--- Extrait ---
=-=-=

On sut enfin que l’eau de Villars n’était que de l’eau de rivière : on n’en voulut plus, et on alla à d’autres charlatans.

Il est certain qu’il avait fait du bien, et qu’on ne pouvait lui reprocher que d’avoir vendu l’eau de la Seine un peu trop cher. Il portait les hommes à la tempérance, et par là il était supérieur à l’apothicaire Arnoult, qui a farci l’Europe de ses sachets contre l’apoplexie, sans recommander aucune vertu.

J’ai connu un médecin de Londres nommé Brown, qui pratiquait aux Barbades. Il avait une sucrerie et des nègres ; on lui vola une somme considérable ; il assembla ses nègres : « Mes amis, leur dit-il, le grand serpent m’a apparu pendant la nuit ; il m’a dit que le voleur aurait dans ce moment une plume de perroquet sur le bout du nez. » Le coupable sur-le-champ porte la main à son nez. « C’est toi qui m’as volé, dit le maître ; le grand serpent vient de m’en instruire ; » et il reprit son argent. On ne peut guère condamner une telle charlatanerie ; mais il fallait avoir affaire à des nègres.

Scipion le premier Africain, ce grand Scipion, fort différent d’ailleurs du médecin Brown, faisait croire volontiers à ses soldats qu’il était inspiré par les dieux. Cette grande charlatanerie était en usage dès longtemps. Peut-on blâmer Scipion de s’en être servi ? il fut peut-être l’homme qui fit le plus d’honneur à la république romaine ; mais pourquoi les dieux lui inspirèrent-ils de ne point rendre ses comptes ?

=-=-=

--- Données enregistrées ---
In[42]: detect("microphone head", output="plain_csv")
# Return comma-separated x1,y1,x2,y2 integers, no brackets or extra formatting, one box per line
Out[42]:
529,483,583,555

=-=-=

--- Consigne ---
Poursuivez le texte sur la charlatanerie à partir de la phrase qui suit la question « pourquoi les dieux lui inspirèrent-ils de ne point rendre ses comptes ? ».

--- Résultat final ---
Numa fit mieux ; il fallait policer des brigands et un sénat qui était la portion de ces brigands la plus difficile à gouverner. S’il avait proposé ses lois aux tribus assemblées, les assassins de son prédécesseur lui auraient fait mille difficultés. Il s’adresse à la déesse Égérie, qui lui donne des pandectes de la part de Jupiter ; il est obéi sans contradiction, et il règne heureux. Ses institutions sont bonnes, son charlatanisme fait du bien ; mais si quelque ennemi secret avait découvert la fourberie, si on avait dit : Exterminons un fourbe qui prostitue le nom des dieux pour tromper les hommes, il courait risque d’être envoyé au ciel avec Romulus.

Il est probable que Numa prit très-bien ses mesures, et qu’il trompa les Romains pour leur profit, avec une habileté convenable au temps, aux lieux, à l’esprit des premiers Romains.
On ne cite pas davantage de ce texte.